O montante de 20,7 milhões de reais corresponde a cálculo preliminar do prejuízo, com base em documentos do Executivo, Legislativo e do STF. O valor ainda não é definitivo, pode aumentar, já que o levantamento e a apuração da destruição seguem em curso. Por enquanto, os danos levantados pelo Senado são de 3,5 milhões de reais e, pela Câmara, 3,3 milhões de reais. No STF, o prejuízo é estimado em 5,9 milhões de reais e no Palácio do Planalto, em 7,9 milhões de reais.

Dos financiadores, a maioria é de São Paulo, Paraná e Minas Gerais e entre as pessoas físicas muitos são políticos. Das empresas, uma tem sede no Tocantins, outra em Mato Grosso e a terceira no Paraná, assim como a associação e o sindicato. Foram anexados ao processo panfletos utilizados pelos acusados, convocando os manifestantes para ir a Brasília. “É adequado falar que num regime democrático, como no sistema brasileiro, contrariam os costumes da democracia e a boa-fé a convocação e o financiamento de um movimento ou manifestação com intento de tomada do poder, situação essa que evidencia a ilicitude do evento ocorrido.”

A peça pede a condenação de 54 indivíduos, três empresas, um sindicato e uma associação

Além do artigo 942 do Código Civil, a AGU convoca os artigos 186, 187 e 927 do mesmo código para enquadrar os acusados. O 942 diz que “os bens do responsável pela ofensa ou violação do direito de outrem ficam sujeitos à reparação do dano causado; e, se a ofensa tiver mais de um autor, todos responderão solidariamente pela reparação”. A AGU já havia solicitado o bloqueio de bens dos acusados e de outros suspeitos. Os demais artigos da ação versam sobre a reparação social ou econômica daqueles que, por “ação ou omissão voluntária, negligência ou imprudência, violarem direitos e causarem dano a outrem” ou “cometem ato ilícito ou excedem os limites impostos pelo seu fim econômico ou social, pela boa-fé ou pelos bons costumes”. A AGU intima o Ministério Público a intervir na acusação. A expectativa é de que a Justiça do DF dê uma resposta rápida à ação, provas não faltam.

A iniciativa da AGU não é, porém, de responsabilização criminal, e sim administrativa. O objetivo é assegurar o ressarcimento à União pelo prejuízo na depredação dos prédios públicos. Os acusados devem responder criminalmente nas investigações que seguem nos sete inquéritos instaurados pelo Supremo Tribunal Federal. Mais de 600 pessoas foram denunciadas pela Procuradoria-Geral da República, dentre elas três deputados federais. Outros dois inquéritos também deveriam ser instaurados no Supremo Tribunal Militar, para apurar a participação de oficiais e praças do Exército nos atos golpistas. “Mas a acusação lá não será de golpe, querem colocar no âmbito de indisciplina”, explica Francisco Teixeira, professor de História Contemporânea da UFRJ e professor emérito da Escola de Comando e Estado-Maior do Exército.

Registros do conjunto de dados de apontamento:
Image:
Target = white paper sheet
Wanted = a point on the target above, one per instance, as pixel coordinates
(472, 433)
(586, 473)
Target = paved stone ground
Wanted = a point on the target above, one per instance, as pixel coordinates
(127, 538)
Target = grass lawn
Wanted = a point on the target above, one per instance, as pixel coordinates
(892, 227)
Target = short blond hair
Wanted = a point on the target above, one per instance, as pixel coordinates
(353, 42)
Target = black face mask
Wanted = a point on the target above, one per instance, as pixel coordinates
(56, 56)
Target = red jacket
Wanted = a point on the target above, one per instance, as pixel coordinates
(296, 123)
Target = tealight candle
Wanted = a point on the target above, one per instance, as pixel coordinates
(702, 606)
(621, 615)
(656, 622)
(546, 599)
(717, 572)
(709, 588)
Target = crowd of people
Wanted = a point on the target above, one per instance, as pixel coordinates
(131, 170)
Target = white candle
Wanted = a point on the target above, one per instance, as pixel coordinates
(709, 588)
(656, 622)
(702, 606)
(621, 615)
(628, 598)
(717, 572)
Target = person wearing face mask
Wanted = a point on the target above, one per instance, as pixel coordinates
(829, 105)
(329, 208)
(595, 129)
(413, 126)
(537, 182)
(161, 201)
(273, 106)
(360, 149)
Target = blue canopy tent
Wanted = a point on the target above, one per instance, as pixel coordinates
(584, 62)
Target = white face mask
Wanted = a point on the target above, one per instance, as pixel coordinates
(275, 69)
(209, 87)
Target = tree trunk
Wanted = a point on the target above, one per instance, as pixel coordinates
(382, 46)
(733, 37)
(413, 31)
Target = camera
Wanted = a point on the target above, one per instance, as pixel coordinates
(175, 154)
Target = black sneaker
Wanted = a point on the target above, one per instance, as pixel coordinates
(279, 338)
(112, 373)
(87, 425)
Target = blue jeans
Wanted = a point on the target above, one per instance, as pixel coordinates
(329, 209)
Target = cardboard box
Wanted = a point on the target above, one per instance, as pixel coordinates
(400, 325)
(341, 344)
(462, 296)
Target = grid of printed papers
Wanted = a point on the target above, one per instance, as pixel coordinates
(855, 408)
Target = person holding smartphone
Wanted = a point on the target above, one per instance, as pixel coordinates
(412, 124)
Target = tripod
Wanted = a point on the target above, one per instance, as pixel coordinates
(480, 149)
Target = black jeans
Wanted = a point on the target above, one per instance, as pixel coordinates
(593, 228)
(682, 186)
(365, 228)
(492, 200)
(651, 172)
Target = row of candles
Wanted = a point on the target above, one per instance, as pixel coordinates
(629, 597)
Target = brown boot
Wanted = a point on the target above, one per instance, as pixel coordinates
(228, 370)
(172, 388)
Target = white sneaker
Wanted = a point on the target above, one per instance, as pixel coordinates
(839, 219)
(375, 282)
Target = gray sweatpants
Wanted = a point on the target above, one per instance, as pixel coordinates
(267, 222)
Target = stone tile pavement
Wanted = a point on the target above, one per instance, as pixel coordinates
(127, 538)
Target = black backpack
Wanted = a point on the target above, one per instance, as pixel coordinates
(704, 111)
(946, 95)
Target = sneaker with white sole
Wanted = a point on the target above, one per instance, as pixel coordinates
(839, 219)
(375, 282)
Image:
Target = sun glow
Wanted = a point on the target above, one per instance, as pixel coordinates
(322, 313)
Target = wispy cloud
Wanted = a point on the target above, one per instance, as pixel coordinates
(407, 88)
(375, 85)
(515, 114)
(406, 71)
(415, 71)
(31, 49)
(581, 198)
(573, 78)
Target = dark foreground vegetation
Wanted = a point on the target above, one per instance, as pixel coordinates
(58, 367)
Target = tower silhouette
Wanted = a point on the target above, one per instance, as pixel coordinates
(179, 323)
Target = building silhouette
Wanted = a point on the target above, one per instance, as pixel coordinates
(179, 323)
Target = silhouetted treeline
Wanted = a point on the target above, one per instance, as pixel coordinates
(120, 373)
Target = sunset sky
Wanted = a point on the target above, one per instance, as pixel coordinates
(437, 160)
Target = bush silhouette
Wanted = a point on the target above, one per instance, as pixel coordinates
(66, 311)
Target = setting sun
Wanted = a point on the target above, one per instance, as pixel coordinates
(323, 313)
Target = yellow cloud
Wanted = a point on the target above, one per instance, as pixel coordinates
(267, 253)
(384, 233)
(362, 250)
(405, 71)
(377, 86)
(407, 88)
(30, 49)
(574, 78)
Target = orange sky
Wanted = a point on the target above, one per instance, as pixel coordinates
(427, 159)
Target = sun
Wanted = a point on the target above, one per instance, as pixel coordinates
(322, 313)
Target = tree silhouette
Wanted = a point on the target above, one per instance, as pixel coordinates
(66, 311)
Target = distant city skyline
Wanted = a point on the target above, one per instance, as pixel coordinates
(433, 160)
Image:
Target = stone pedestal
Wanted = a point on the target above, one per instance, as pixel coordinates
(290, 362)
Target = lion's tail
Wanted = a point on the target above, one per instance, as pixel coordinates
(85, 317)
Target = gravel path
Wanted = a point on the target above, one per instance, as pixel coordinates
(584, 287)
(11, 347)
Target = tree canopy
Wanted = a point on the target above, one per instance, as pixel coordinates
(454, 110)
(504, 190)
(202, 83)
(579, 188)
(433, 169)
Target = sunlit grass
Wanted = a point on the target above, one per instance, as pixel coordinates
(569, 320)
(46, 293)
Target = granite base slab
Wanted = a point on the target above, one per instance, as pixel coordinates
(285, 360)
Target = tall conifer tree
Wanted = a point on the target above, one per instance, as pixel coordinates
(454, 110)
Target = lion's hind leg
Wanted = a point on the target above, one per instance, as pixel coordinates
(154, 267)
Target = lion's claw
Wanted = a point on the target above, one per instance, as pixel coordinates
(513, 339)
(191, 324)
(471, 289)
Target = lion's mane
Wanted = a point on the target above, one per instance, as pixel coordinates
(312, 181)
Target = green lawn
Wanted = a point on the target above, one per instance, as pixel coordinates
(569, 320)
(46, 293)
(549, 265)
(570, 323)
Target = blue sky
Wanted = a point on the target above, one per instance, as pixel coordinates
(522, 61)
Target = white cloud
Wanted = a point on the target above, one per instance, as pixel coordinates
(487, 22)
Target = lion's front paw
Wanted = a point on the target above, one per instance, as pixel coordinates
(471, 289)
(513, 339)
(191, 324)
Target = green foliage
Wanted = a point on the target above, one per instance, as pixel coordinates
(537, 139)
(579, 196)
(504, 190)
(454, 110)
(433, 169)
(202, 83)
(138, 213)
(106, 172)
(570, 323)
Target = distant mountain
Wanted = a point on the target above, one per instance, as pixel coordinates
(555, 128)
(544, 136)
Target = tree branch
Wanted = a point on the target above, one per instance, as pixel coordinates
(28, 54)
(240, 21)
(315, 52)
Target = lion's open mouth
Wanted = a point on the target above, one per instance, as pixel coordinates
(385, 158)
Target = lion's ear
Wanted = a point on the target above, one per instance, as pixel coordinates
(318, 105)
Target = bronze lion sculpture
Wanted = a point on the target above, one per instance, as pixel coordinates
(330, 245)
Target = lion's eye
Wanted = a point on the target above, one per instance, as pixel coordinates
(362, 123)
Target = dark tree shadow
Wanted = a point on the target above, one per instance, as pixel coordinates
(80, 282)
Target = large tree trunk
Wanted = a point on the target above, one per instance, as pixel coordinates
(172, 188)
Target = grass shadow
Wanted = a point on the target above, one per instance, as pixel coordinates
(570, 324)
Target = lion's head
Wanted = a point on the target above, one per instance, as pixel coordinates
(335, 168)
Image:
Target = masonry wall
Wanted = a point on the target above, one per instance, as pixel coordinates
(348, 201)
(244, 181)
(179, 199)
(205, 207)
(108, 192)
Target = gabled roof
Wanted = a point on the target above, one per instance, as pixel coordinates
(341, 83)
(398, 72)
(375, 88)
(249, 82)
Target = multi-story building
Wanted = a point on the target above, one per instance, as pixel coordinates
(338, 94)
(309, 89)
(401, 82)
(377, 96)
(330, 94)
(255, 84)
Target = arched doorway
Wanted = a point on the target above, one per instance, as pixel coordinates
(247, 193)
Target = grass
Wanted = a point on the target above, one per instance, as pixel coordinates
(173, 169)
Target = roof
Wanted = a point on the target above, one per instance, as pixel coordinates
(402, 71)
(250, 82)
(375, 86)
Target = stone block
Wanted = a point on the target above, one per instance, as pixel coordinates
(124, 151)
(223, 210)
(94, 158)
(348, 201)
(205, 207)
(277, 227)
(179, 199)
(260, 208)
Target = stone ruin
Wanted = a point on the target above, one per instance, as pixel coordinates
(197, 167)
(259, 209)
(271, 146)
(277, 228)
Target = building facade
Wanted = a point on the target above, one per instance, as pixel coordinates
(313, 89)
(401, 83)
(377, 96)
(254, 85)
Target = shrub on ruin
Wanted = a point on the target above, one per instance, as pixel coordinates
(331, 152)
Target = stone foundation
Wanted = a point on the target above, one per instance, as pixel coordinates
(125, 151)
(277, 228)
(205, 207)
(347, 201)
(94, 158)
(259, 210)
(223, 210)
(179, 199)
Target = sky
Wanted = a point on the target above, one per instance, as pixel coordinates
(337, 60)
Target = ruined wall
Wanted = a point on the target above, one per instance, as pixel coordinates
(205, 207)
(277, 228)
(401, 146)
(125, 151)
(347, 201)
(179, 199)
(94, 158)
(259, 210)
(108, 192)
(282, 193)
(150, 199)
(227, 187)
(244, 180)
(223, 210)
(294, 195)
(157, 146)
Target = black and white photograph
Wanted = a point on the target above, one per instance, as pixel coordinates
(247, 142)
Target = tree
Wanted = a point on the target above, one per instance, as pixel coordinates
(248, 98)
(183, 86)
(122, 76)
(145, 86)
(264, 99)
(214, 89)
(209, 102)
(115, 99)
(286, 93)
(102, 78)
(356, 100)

§ **Exercícios**:
• A. Indique se cada afirmação a seguir está de acordo com o texto sobre a ação da AGU, respondendo sim ou não e citando literalmente as palavras decisivas do texto: (i) o montante de 20,7 milhões de reais é definitivo; (ii) a iniciativa da AGU é de responsabilização criminal; (iii) no STF, o prejuízo é estimado em 5,9 milhões de reais.
• B. Segundo o texto sobre a ação da AGU, quantas pessoas foram denunciadas pela Procuradoria-Geral da República?
• C. Retome o texto sobre a ação da AGU e dê continuidade a ele a partir da última frase.
Os registros não são necessários.

§ **Respostas**:
• A.
(i) Não: "O valor ainda não é definitivo".
(ii) Não: "A iniciativa da AGU não é, porém, de responsabilização criminal, e sim administrativa."
(iii) Sim: "No STF, o prejuízo é estimado em 5,9 milhões de reais".

• B. Mais de 600 pessoas, dentre elas três deputados federais.

• C.
Da parte do Ministério da Justiça está em curso a Operação Lesa-Pátria, que não tem prazo para acabar e promete investigar com rigor todos os envolvidos. Na terça-feira 14, a Polícia Federal, em cumprimento a uma determinação do STF, realizou oito mandados de prisão preventiva e 13 de busca e apreensão contra financiadores e participantes dos atos de 8 de janeiro. A operação aconteceu nos estados de Goiás, Minas Gerais, Paraná, Sergipe e São Paulo. A Polícia Federal atua em pelo menos quatro frentes de investigação. A primeira mira os que incitaram e participaram das manifestações e são responsáveis pelos danos materiais. A segunda apura a omissão da Polícia Militar do Governo do Distrito Federal, que não impediu o vandalismo, enquanto a terceira quer saber quem são os mentores intelectuais dos atos e a última frente está de olho nos financiadores.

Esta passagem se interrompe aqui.